:: Data excerpts
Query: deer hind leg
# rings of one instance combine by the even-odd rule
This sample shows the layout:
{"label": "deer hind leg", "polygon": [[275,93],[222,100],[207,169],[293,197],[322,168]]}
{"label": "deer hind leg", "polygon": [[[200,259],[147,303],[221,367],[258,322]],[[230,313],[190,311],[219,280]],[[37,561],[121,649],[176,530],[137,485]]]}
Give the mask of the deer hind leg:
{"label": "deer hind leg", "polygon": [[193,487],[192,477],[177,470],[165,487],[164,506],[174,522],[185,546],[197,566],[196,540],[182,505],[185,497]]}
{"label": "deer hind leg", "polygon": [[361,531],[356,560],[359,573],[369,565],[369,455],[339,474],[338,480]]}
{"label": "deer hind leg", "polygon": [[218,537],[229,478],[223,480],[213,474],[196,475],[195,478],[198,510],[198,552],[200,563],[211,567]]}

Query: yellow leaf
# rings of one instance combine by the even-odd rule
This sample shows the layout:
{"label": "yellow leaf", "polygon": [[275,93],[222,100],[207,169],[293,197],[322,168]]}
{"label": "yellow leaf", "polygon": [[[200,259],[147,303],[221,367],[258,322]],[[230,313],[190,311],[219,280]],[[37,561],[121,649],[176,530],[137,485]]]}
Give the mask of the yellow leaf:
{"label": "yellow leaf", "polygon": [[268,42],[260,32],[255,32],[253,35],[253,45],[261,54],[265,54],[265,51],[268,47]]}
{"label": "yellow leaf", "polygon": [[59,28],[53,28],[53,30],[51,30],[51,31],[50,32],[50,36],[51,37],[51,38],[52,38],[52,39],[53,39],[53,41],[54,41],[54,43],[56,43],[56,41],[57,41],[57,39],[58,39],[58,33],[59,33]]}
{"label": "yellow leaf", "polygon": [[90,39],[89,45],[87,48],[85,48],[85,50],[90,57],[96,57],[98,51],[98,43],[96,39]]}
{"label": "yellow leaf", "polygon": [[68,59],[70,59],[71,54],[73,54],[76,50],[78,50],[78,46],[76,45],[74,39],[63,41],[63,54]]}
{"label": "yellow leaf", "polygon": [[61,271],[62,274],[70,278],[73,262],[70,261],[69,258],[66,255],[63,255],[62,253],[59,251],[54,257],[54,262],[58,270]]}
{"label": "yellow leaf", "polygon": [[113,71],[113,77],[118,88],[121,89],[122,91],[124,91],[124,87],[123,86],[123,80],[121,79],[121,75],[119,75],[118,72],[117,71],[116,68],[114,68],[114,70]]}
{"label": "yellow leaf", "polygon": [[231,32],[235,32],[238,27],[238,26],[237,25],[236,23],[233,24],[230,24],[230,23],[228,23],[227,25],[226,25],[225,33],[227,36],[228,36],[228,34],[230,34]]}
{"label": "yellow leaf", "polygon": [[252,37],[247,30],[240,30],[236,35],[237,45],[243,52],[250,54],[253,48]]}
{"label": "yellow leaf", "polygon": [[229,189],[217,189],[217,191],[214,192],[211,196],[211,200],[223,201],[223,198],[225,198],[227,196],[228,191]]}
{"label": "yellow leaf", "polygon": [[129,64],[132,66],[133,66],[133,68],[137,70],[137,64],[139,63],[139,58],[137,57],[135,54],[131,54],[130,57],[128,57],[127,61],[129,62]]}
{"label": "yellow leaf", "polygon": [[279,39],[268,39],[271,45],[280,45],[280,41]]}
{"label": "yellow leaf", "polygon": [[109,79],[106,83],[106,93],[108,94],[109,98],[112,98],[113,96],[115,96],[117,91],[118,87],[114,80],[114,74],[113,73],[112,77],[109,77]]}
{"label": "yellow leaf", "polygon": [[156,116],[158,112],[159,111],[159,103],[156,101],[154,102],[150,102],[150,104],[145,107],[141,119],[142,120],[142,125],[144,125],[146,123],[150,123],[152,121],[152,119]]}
::::
### Goal of the exercise
Please change every "layout" in the listing to "format" and give the whole listing back with nothing else altered.

### Expected output
Query: deer hind leg
# rings of one instance combine by the even-odd rule
This sample shows the format:
{"label": "deer hind leg", "polygon": [[275,93],[222,100],[207,169],[293,197],[322,168]]}
{"label": "deer hind leg", "polygon": [[[200,259],[147,303],[221,367],[258,322]],[[230,313],[190,311],[219,280]],[[37,561],[121,649],[176,530],[137,485]]]}
Give the mask of the deer hind leg:
{"label": "deer hind leg", "polygon": [[193,487],[192,477],[177,470],[165,487],[164,506],[174,522],[185,546],[197,566],[196,540],[182,505],[185,497]]}
{"label": "deer hind leg", "polygon": [[361,531],[356,560],[359,573],[369,565],[369,455],[339,474],[338,480]]}
{"label": "deer hind leg", "polygon": [[218,537],[229,478],[223,480],[213,474],[196,475],[195,478],[198,510],[198,552],[200,563],[211,567]]}

Query: yellow leaf
# rings of one instance combine by the even-odd rule
This sample shows the format:
{"label": "yellow leaf", "polygon": [[275,93],[222,100],[207,169],[293,197],[322,168]]}
{"label": "yellow leaf", "polygon": [[[200,259],[147,303],[221,367],[258,322]],[[230,313],[190,311],[219,280]],[[37,561],[121,649],[176,530],[137,485]]]}
Give the mask of the yellow leaf:
{"label": "yellow leaf", "polygon": [[268,42],[260,32],[255,32],[253,35],[253,45],[261,54],[265,54],[265,51],[268,47]]}
{"label": "yellow leaf", "polygon": [[59,28],[53,28],[53,30],[51,30],[51,31],[50,32],[50,36],[51,37],[51,38],[52,38],[52,39],[53,39],[53,41],[54,41],[54,43],[56,43],[56,41],[57,41],[57,39],[58,39],[58,33],[59,33]]}
{"label": "yellow leaf", "polygon": [[90,39],[89,45],[87,48],[85,48],[85,50],[90,57],[96,57],[98,51],[98,43],[96,39]]}
{"label": "yellow leaf", "polygon": [[68,59],[70,59],[71,54],[73,54],[76,50],[78,50],[78,46],[76,45],[74,39],[63,41],[63,54]]}
{"label": "yellow leaf", "polygon": [[61,271],[62,274],[70,278],[73,262],[70,261],[69,258],[66,255],[63,255],[62,253],[59,251],[54,257],[54,262],[58,270]]}
{"label": "yellow leaf", "polygon": [[113,71],[113,77],[118,88],[121,89],[122,91],[124,91],[124,87],[123,86],[123,80],[121,79],[121,75],[119,75],[118,72],[117,71],[116,68],[114,68],[114,70]]}
{"label": "yellow leaf", "polygon": [[231,32],[235,32],[238,27],[238,26],[237,25],[236,23],[233,24],[230,24],[230,23],[228,23],[227,25],[226,25],[225,33],[227,36],[228,36],[228,34],[230,34]]}
{"label": "yellow leaf", "polygon": [[252,37],[247,30],[240,30],[236,35],[237,45],[243,52],[250,54],[253,48]]}
{"label": "yellow leaf", "polygon": [[229,189],[217,189],[217,191],[214,192],[211,196],[211,200],[223,201],[223,198],[225,198],[227,196],[228,191]]}
{"label": "yellow leaf", "polygon": [[129,64],[132,66],[133,66],[133,68],[137,70],[137,64],[139,63],[139,58],[137,57],[135,54],[131,54],[130,57],[128,57],[127,61],[129,62]]}
{"label": "yellow leaf", "polygon": [[279,39],[268,39],[271,45],[280,45],[280,41]]}
{"label": "yellow leaf", "polygon": [[109,79],[106,83],[106,93],[108,94],[109,98],[112,98],[113,96],[115,96],[117,91],[118,87],[114,80],[114,74],[113,73],[112,77],[109,77]]}
{"label": "yellow leaf", "polygon": [[156,116],[158,112],[159,111],[159,103],[156,101],[154,102],[150,102],[150,104],[145,107],[141,119],[142,120],[142,125],[144,125],[146,123],[150,123],[152,121],[152,119]]}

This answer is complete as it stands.